Stated exercise: Copy out word for word the lines of the rows from the line with "Where can the flying" through the end of the rows, both ends included.

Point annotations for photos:
((

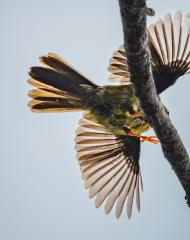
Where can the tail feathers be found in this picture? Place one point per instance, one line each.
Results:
(169, 43)
(58, 86)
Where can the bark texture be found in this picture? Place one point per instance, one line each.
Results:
(133, 15)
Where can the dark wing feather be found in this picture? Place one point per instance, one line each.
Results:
(109, 166)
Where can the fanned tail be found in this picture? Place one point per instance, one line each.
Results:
(169, 43)
(58, 86)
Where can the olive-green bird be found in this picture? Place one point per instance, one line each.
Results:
(108, 138)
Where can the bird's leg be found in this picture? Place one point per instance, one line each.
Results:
(152, 139)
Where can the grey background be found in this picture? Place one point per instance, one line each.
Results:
(41, 191)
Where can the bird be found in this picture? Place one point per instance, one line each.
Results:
(108, 139)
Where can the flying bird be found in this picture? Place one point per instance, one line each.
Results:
(109, 135)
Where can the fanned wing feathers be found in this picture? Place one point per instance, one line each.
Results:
(169, 43)
(59, 87)
(109, 165)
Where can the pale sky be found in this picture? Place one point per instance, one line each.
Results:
(42, 196)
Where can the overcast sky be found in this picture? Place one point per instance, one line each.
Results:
(42, 196)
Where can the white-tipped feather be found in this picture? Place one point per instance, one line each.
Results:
(169, 42)
(106, 169)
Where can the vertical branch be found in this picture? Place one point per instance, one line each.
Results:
(133, 15)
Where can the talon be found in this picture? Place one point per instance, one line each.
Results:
(152, 139)
(137, 114)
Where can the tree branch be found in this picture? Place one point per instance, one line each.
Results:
(133, 15)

))

Right answer:
Where can the flying bird be found in this picture? Place one point per instance, one line each.
Results:
(109, 135)
Where can the fanned wing feathers be found in this picture? Place one point per instance, one line each.
Results:
(169, 43)
(59, 87)
(109, 165)
Where can the pale sky be found in this picture? Place one point per instance, one line each.
Results:
(42, 196)
Where can the overcast sky be found in this picture? Place one point per instance, one line each.
Results:
(42, 196)
Where can the white-tipped feather be found in this picture? Place one point per instance, one line each.
Results:
(169, 42)
(106, 169)
Where can the vertical branch be found in this picture? Place one point per instance, one line each.
Results:
(133, 15)
Where can the talon be found in this picture? Place one point per instance, one line each.
Results:
(152, 139)
(137, 114)
Where can the tree branch be found in this picture? Place one point per instance, one line each.
Results:
(133, 15)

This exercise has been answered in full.